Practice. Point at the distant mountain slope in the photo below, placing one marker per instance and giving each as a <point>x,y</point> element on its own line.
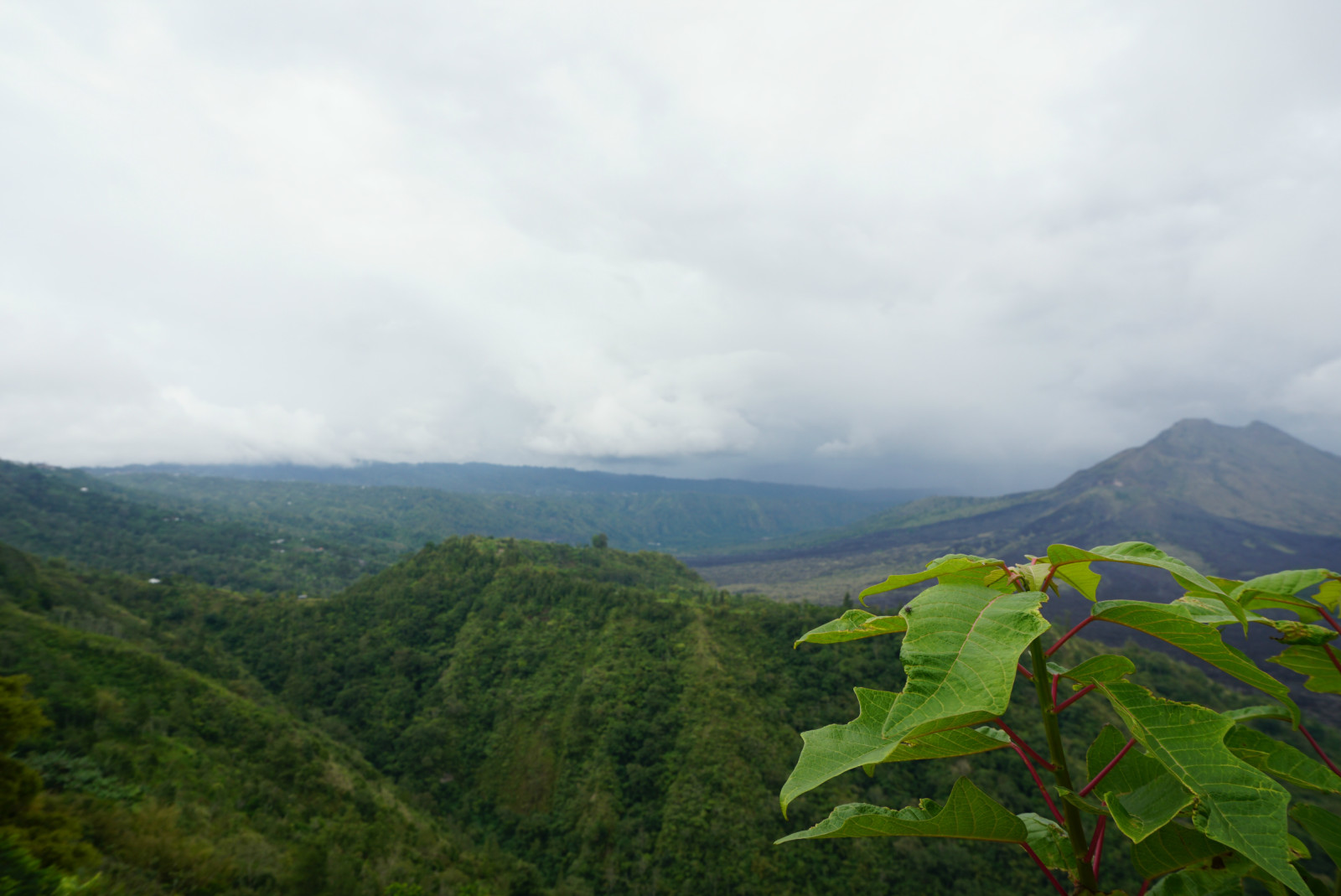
<point>191,784</point>
<point>498,479</point>
<point>392,518</point>
<point>318,538</point>
<point>1234,500</point>
<point>67,513</point>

- - - -

▶ [Challenge] Rewrite every line of the rows above as a JSON list of strings, one string per line, skipping blank lines. Leave the pictures out.

▶ [Response]
[
  "Practice. Point at the distant mountain slope in the photo below, placing one marker per instance and giving each as a <point>x,y</point> element on its own line.",
  "<point>191,784</point>",
  "<point>498,479</point>",
  "<point>392,518</point>",
  "<point>318,538</point>",
  "<point>1234,500</point>",
  "<point>67,513</point>"
]